#### HOW TO COMPLETE THIS TASK:
Which lines of the records below contain the word "shrub"? Report each of them in full.

#### DATASET ENTRIES:
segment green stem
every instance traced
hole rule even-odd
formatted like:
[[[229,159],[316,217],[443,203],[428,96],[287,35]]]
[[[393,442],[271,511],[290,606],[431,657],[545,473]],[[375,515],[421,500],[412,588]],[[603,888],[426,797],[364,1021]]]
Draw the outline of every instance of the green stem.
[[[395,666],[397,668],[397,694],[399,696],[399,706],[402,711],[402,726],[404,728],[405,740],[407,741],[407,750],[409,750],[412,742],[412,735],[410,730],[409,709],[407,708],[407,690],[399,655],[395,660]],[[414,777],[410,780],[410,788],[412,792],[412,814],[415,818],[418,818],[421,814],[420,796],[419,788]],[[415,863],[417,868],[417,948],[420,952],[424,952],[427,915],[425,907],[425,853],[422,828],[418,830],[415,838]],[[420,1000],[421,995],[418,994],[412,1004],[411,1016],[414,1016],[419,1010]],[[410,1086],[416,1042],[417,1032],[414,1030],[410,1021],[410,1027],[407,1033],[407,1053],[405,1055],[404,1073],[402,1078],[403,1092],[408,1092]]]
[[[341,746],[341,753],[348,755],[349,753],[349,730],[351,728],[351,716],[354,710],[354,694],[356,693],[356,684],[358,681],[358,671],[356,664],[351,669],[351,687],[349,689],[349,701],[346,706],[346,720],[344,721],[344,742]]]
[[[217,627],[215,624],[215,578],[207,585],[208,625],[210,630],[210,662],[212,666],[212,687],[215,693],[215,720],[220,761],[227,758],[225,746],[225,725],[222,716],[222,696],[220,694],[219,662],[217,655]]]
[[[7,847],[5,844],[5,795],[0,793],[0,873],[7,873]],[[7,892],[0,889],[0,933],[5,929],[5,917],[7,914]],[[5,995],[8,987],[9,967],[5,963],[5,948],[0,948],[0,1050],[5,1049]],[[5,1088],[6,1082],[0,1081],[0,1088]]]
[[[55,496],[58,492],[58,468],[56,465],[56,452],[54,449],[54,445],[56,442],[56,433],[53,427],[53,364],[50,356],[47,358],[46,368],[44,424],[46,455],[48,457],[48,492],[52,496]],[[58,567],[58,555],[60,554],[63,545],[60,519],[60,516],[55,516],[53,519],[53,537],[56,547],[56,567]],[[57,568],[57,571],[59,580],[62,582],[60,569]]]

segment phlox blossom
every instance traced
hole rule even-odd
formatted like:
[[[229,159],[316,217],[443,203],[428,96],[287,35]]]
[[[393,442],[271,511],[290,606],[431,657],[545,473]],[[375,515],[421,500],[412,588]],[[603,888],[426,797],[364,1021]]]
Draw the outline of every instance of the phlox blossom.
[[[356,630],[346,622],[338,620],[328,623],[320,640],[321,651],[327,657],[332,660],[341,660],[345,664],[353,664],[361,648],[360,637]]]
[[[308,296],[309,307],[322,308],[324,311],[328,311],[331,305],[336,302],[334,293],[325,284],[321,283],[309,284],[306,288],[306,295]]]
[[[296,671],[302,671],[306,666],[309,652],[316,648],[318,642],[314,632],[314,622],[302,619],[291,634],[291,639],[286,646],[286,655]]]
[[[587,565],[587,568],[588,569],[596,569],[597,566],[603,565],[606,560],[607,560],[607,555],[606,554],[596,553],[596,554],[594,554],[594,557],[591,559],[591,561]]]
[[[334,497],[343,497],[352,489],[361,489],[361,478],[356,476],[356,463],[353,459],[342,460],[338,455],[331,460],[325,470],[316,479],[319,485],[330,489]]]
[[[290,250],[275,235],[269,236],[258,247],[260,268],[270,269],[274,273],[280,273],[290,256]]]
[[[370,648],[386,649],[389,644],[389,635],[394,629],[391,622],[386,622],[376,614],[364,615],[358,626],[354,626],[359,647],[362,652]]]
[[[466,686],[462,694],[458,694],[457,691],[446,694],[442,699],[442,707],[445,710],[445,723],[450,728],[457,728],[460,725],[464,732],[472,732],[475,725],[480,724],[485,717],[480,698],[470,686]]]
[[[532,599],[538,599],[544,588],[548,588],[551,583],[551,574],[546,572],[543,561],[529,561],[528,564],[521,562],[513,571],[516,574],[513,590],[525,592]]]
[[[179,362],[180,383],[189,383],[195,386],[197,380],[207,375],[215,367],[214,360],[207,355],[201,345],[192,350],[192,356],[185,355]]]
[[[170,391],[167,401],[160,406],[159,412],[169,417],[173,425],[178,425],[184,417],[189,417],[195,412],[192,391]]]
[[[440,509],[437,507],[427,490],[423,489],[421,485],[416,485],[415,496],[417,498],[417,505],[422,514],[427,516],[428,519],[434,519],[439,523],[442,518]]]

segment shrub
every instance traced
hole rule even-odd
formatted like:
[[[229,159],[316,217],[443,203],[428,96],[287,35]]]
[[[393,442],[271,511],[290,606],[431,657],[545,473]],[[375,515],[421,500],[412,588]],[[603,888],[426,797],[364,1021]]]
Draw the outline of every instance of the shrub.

* * *

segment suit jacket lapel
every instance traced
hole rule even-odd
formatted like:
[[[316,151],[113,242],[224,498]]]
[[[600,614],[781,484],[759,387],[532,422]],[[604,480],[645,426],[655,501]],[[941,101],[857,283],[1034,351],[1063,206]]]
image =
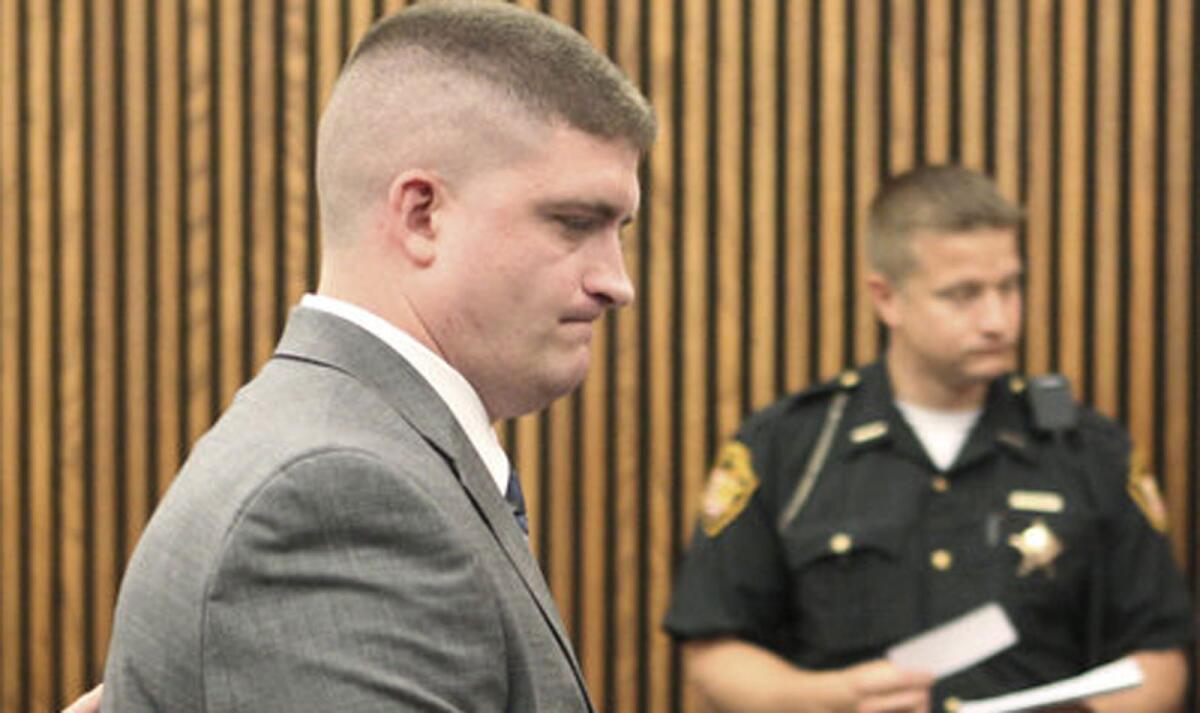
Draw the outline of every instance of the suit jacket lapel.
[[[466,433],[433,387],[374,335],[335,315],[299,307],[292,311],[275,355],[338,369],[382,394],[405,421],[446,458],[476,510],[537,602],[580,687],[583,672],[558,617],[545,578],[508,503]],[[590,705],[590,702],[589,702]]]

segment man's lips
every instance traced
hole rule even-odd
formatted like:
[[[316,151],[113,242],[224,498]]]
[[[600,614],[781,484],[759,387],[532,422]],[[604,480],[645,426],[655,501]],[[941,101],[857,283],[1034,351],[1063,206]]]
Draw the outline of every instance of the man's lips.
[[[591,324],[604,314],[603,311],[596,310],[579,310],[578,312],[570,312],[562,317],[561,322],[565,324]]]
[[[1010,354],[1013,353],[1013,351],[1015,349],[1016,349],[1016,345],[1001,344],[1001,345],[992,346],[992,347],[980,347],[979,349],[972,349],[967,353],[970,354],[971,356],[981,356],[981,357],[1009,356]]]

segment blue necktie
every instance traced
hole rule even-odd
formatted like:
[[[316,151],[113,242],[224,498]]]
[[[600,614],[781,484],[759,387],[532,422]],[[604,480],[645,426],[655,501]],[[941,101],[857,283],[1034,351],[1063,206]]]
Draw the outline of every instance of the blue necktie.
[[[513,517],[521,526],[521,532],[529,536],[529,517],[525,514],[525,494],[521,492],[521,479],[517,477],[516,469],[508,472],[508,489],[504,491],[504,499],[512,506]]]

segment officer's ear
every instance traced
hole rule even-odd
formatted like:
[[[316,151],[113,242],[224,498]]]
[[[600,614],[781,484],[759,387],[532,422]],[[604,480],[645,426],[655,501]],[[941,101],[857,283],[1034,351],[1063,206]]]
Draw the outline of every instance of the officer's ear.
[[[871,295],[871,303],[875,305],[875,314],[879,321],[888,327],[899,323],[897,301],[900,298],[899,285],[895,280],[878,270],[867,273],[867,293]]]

#### FINISHED TASK:
segment shrub
Draw the outline of every instance of the shrub.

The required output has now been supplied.